What you have to do: Copy the map-building post starting at "Then to practice" and ending at "the side panel.", switching "lakes" to "ponds".

Document extract:

* * * * * * *

On the map produced, all places had the same default marker, and this was changed by going from uniform style to “Style by data column: Commodity.” This option gave each type of commodity its own color, with the ability to customize the colors and icons further.

Next, I added a new layer by clicking new layer and changed the base map to satellite by selecting that option at the bottom of the editing panel.

Then to practice putting place markers, in, I used the place marker tool to place some markers. Similarly, I used the tool next to this to draw some polygons around a couple of lakes and to highlight a road that runs between them. All of these markers, lines, and polygons were added to the new “Layer 2” as seen in the side panel.

The second part of the lesson uses Google Earth. After downloading and exploring how it works, the first steps of the lesson were to look at the Rumsey Historical maps by selecting them to appear in the layers pane. This brought up icons where there were historical maps ready to be overlaid. For an example, this 1815 map of Quebec City and the surroundings.

The next part involved importing a saved map, and for this I used the map that I had just been working on as the example St. Lawrence Seaway map wasn’t currently compatible. This was as simple as opening the saved KMZ file.

Next was drawing a polygon of Lake St. Clair, which worked much as in the Google Maps.

The most interesting part was to overlay a historical map onto the satellite images. For this I found an 1886 map of Duluth, MN. To input it, I selected the overlay button and browsed to find the right JPEG image. Then came adjusting of the map to align with the satellite imagery.

QGIS Map-building

Posted 3 years ago by sfalkowski

In this post, I am working with QGIS, following along the tutorial from the Programming Historian to create and edit a map of Prince Edward Island.

Upon opening a new project, the first task was to set the Coordinate Reference System (CRS) to the specifics of Prince Edward Island. This was done in the CRS tab in Project Properties.

* * * * * * *

Record extracts:
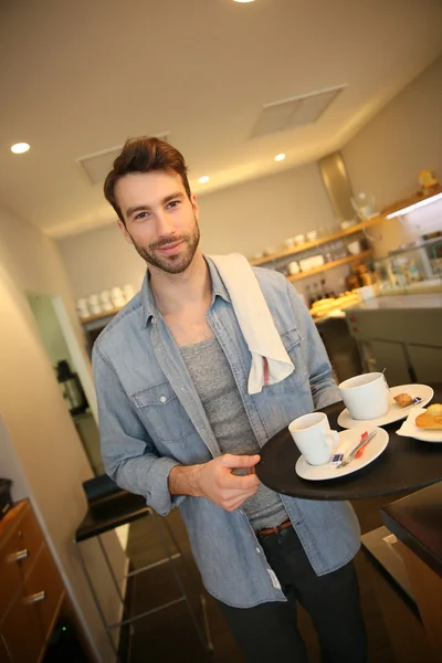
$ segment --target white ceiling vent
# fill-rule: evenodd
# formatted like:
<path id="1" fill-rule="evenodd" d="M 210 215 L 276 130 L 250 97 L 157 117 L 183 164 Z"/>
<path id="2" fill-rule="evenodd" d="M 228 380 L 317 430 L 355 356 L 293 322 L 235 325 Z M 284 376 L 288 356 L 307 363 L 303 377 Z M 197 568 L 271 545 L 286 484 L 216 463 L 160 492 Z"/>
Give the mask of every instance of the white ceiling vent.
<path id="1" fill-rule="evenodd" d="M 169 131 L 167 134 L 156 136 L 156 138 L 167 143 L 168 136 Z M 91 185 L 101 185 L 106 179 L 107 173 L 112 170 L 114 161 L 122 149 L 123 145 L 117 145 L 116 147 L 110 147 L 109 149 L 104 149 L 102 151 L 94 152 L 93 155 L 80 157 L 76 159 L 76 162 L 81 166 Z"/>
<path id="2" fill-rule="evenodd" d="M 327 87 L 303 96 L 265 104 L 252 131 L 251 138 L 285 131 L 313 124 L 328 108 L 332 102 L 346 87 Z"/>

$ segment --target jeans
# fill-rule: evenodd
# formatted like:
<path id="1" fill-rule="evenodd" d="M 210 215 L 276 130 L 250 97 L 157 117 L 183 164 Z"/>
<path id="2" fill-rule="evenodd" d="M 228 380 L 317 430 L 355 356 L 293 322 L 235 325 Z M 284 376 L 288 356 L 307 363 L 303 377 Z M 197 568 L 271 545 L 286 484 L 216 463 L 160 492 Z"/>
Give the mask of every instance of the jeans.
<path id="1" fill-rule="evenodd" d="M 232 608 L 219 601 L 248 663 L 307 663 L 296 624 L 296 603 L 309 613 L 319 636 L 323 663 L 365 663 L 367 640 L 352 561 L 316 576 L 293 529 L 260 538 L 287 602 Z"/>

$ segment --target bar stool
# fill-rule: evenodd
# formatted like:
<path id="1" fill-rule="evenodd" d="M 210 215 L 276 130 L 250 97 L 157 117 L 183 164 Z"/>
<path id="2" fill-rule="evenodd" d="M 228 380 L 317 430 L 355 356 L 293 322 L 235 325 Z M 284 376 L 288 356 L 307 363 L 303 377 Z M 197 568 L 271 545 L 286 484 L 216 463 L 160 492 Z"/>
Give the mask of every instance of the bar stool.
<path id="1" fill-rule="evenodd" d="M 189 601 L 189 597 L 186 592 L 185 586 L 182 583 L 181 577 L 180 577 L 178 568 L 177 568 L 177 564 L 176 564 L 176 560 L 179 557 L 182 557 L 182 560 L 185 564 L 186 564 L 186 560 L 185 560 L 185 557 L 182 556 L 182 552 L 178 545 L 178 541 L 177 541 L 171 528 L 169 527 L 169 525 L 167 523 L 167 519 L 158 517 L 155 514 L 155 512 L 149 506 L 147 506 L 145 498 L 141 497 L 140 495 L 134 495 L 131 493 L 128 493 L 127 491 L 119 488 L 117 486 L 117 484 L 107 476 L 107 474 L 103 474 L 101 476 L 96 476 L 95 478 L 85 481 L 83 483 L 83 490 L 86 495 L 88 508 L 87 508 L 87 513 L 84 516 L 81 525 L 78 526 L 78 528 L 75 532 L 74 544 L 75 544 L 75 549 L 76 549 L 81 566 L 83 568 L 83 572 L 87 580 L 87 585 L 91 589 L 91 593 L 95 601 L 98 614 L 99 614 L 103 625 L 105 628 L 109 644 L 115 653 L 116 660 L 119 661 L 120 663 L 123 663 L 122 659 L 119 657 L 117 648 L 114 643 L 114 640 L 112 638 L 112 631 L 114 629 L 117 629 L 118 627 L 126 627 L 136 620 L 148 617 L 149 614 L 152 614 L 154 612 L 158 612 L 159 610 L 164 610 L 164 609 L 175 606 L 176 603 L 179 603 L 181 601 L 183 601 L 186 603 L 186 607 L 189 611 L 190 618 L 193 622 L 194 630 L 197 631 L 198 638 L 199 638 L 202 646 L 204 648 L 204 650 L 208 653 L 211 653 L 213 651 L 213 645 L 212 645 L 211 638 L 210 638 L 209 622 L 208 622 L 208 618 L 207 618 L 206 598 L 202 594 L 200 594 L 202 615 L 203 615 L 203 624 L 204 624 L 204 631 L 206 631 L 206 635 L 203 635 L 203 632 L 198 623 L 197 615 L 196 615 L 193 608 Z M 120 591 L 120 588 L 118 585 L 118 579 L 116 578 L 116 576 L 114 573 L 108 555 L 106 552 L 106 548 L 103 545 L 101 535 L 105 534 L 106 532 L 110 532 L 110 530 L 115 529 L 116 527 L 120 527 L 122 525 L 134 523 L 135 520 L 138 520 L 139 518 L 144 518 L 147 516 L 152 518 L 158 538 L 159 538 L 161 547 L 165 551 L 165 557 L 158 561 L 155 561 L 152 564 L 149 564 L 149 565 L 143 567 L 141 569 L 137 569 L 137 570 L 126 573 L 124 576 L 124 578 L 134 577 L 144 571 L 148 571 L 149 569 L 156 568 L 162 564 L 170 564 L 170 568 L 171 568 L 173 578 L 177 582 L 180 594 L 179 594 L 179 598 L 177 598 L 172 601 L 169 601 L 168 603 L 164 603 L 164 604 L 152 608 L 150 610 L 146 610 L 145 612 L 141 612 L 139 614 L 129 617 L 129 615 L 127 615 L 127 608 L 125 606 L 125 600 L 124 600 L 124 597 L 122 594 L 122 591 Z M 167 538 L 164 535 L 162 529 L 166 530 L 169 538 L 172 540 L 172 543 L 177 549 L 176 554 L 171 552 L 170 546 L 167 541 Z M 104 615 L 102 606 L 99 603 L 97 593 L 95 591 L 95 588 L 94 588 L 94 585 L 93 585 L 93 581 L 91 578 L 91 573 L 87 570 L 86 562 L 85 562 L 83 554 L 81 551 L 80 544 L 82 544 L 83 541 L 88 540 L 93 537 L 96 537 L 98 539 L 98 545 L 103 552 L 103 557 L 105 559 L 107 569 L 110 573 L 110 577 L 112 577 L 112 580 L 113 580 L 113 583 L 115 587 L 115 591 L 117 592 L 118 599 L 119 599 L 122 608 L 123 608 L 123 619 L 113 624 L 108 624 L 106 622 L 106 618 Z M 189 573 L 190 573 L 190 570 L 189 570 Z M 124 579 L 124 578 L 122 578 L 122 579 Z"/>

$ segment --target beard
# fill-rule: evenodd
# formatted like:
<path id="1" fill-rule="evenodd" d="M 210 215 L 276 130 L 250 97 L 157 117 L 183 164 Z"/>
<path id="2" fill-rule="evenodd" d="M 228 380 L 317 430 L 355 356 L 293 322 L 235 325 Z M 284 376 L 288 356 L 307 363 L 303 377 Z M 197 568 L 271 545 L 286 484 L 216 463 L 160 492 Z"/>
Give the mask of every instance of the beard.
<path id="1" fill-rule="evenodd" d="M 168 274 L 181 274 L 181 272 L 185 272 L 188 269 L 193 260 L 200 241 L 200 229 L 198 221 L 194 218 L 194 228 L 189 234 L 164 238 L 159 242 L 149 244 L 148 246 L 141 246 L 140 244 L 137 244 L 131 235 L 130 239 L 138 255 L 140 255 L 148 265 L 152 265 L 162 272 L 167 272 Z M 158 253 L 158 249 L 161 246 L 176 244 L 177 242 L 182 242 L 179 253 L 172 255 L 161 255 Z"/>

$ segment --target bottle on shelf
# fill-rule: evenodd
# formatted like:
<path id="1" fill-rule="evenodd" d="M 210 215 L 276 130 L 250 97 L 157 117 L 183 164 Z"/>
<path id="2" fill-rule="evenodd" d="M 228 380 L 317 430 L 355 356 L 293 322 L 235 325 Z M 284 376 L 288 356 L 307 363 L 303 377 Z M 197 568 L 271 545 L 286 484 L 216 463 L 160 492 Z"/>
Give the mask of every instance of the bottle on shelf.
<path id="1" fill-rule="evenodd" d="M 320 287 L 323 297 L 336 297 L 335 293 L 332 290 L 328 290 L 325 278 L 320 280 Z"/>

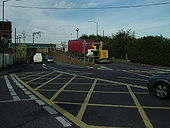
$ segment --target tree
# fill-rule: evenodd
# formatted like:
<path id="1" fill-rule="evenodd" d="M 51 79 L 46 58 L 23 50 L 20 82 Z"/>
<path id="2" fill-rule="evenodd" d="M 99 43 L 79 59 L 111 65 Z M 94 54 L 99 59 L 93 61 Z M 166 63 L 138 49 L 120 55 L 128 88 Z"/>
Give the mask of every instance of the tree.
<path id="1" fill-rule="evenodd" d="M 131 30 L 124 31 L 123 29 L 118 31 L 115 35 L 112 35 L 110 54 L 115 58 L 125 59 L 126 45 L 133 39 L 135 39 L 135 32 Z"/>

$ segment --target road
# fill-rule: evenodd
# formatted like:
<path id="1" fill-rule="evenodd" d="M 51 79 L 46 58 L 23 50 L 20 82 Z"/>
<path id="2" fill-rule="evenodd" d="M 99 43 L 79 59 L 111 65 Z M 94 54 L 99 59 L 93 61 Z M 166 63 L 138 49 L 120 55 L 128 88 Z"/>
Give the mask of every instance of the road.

* * * * * * *

Exercise solution:
Then to practice putting place markers, in, I used the place marker tool to place some markers. Similarly, I used the tool next to this to draw some polygons around a couple of ponds and to highlight a road that runs between them. All of these markers, lines, and polygons were added to the new “Layer 2” as seen in the side panel.